__EXERCISE INSTRUCTIONS__:
Use the entries below and reproduce exactly the lines from the one containing "Target: car wheel" down to the one containing "[locate] the chair leg", both of them included.

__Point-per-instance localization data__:
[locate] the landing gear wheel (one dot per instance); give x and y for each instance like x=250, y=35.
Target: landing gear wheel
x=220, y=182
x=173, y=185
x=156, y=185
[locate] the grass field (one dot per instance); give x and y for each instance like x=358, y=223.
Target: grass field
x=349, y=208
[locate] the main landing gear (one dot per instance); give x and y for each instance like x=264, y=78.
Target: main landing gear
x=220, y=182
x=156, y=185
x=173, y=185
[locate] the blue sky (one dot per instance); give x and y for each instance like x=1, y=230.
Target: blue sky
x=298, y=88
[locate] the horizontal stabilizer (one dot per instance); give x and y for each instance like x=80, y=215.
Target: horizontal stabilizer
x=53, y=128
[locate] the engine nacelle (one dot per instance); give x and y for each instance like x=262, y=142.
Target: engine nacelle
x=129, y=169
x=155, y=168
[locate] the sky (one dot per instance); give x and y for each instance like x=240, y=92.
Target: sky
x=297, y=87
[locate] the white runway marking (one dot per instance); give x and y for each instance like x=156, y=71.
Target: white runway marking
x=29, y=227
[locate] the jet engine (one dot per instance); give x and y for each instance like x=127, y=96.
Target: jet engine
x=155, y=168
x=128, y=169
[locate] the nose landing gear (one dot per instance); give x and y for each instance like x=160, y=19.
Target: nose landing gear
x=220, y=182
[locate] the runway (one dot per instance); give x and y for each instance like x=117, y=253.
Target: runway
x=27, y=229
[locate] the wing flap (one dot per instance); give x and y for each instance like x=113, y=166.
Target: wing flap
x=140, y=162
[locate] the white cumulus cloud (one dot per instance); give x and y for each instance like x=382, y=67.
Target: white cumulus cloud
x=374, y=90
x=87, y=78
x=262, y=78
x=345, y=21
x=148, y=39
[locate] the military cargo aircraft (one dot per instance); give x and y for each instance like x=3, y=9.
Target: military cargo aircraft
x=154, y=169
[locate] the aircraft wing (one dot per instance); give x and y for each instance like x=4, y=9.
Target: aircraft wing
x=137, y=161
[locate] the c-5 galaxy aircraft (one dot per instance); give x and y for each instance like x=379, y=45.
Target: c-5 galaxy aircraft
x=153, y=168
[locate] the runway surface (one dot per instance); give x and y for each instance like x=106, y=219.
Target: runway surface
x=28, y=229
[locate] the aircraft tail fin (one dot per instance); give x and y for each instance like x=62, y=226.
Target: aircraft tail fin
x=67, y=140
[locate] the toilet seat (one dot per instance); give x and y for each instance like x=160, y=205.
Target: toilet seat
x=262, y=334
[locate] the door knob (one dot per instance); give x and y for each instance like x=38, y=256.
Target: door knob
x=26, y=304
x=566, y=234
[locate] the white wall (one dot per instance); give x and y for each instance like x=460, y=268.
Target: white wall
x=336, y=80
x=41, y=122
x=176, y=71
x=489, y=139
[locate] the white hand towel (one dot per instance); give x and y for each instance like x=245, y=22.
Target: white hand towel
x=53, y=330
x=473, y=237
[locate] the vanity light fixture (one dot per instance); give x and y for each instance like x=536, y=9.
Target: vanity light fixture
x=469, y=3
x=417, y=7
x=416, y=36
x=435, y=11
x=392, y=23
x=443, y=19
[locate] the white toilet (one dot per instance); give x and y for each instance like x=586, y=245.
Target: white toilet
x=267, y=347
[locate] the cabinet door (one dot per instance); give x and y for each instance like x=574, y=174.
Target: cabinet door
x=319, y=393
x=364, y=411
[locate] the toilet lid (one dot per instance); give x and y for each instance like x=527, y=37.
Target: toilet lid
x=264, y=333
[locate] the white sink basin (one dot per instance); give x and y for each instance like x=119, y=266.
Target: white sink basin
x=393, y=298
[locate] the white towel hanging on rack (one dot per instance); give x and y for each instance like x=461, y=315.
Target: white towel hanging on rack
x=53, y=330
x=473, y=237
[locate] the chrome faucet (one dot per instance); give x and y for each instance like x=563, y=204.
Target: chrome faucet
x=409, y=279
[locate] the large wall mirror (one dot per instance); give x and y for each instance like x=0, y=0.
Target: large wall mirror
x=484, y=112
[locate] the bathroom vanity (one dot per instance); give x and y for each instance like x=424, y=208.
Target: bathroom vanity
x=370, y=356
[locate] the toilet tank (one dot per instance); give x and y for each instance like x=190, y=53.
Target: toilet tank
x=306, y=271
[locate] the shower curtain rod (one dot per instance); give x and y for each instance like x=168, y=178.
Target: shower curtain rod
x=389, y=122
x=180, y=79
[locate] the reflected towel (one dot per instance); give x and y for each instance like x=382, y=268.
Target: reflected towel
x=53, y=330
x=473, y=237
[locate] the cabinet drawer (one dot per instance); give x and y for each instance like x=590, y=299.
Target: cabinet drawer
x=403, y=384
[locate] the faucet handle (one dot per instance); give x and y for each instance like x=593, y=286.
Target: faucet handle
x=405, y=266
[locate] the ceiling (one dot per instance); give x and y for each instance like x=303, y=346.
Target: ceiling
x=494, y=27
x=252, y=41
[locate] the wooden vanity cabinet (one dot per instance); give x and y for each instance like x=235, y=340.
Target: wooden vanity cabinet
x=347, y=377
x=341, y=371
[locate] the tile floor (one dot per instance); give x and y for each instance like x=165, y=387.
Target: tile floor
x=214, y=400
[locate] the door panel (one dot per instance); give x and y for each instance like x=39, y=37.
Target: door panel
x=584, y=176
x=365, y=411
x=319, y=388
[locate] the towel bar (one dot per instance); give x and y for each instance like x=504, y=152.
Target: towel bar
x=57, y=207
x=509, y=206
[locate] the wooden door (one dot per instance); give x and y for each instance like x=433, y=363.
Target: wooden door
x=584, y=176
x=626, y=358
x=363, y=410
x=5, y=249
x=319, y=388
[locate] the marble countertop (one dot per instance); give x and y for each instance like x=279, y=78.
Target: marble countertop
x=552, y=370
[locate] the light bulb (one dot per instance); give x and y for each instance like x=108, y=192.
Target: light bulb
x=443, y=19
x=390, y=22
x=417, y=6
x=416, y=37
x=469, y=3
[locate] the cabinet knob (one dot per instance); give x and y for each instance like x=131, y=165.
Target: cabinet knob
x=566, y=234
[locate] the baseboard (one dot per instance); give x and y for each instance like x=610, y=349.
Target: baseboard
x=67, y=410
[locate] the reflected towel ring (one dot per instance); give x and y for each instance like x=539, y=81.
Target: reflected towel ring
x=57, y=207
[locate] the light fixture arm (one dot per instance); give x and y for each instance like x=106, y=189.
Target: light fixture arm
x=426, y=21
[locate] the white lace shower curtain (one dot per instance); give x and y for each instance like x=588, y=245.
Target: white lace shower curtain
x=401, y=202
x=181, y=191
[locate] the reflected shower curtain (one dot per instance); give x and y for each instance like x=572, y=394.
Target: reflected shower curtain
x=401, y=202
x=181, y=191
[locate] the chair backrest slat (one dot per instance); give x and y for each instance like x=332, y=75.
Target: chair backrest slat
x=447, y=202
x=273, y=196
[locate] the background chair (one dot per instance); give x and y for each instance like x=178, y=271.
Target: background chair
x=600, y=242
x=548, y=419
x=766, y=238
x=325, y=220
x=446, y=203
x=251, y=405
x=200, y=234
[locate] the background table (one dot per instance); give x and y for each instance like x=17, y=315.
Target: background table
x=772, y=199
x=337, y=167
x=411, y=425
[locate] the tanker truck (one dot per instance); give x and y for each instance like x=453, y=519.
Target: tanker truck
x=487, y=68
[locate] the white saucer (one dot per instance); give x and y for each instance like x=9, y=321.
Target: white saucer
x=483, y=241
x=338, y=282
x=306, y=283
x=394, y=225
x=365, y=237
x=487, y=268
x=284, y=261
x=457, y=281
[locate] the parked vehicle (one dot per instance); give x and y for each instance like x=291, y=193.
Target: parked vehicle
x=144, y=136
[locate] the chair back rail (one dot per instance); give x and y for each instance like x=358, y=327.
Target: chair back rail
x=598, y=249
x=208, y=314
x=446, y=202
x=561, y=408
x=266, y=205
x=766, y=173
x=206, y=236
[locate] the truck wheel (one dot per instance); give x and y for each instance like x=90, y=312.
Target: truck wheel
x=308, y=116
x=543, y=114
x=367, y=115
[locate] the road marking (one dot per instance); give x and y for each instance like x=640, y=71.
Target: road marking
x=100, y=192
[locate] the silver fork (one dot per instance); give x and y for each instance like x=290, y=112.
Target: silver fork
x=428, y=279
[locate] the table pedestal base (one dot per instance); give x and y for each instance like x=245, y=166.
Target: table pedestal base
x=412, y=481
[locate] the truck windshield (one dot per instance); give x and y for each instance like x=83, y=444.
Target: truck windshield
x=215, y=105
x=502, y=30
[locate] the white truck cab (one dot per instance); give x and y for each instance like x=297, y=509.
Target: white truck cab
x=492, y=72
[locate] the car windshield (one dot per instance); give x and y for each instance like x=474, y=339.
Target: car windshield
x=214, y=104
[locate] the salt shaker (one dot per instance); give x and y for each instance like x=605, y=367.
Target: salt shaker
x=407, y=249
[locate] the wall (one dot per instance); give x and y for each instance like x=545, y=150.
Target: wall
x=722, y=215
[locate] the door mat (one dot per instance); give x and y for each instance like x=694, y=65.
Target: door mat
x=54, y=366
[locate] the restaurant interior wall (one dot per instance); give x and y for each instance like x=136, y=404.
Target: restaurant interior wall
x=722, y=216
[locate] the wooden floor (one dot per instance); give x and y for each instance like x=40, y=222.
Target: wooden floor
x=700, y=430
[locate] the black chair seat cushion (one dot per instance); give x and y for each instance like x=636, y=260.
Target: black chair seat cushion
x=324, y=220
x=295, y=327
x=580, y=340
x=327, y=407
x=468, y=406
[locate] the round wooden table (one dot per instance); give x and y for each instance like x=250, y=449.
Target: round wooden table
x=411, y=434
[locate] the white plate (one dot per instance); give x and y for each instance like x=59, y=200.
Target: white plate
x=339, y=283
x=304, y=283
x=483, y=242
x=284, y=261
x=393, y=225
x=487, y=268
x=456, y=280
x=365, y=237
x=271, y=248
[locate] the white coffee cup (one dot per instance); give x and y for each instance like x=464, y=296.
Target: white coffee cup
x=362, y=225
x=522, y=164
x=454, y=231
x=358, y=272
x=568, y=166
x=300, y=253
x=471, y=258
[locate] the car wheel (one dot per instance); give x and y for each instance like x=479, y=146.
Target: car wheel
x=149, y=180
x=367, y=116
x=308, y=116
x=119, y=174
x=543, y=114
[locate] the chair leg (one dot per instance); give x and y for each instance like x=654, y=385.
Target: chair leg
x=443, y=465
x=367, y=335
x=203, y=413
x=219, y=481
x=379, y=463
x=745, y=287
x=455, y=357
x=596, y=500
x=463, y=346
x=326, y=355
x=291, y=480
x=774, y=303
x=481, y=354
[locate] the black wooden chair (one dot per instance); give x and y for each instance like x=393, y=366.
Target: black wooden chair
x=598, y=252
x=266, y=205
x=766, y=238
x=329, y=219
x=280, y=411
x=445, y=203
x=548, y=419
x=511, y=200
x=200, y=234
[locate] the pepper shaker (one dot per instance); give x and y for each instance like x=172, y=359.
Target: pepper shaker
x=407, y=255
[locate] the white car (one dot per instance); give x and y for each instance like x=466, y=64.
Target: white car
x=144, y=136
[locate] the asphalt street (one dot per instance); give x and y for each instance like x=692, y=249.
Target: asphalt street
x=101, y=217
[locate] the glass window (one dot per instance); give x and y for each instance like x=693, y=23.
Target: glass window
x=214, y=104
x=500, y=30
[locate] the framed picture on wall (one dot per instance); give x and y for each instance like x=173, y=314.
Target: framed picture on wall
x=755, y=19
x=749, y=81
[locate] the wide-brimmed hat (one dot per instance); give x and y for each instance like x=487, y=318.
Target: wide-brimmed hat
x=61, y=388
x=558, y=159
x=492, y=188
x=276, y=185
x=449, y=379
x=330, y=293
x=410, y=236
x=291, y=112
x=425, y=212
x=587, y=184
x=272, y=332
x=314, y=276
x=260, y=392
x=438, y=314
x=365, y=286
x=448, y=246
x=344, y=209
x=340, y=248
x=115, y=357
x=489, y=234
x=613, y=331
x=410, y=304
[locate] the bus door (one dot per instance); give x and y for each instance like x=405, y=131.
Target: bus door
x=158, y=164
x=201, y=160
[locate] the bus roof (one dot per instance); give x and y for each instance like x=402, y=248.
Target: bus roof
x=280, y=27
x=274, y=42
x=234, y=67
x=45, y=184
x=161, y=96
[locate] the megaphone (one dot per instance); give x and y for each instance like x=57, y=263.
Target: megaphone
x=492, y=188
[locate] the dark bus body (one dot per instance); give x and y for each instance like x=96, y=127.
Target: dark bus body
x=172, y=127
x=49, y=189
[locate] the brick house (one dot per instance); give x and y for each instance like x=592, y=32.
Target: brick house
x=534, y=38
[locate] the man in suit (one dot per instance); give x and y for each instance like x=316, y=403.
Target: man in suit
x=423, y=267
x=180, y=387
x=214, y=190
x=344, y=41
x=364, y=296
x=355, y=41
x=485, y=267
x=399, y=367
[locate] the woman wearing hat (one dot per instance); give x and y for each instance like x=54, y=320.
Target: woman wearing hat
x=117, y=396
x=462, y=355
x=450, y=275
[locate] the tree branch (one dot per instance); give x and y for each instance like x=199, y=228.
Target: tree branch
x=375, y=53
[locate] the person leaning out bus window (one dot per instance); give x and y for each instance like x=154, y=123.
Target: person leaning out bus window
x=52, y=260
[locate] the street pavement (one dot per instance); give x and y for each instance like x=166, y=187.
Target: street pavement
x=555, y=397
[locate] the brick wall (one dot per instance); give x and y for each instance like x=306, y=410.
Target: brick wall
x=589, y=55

__SOLUTION__:
Target: car wheel
x=149, y=180
x=367, y=116
x=308, y=116
x=119, y=174
x=543, y=114
[locate] the chair leg (one dot per instance); give x and y for each instance like x=654, y=385.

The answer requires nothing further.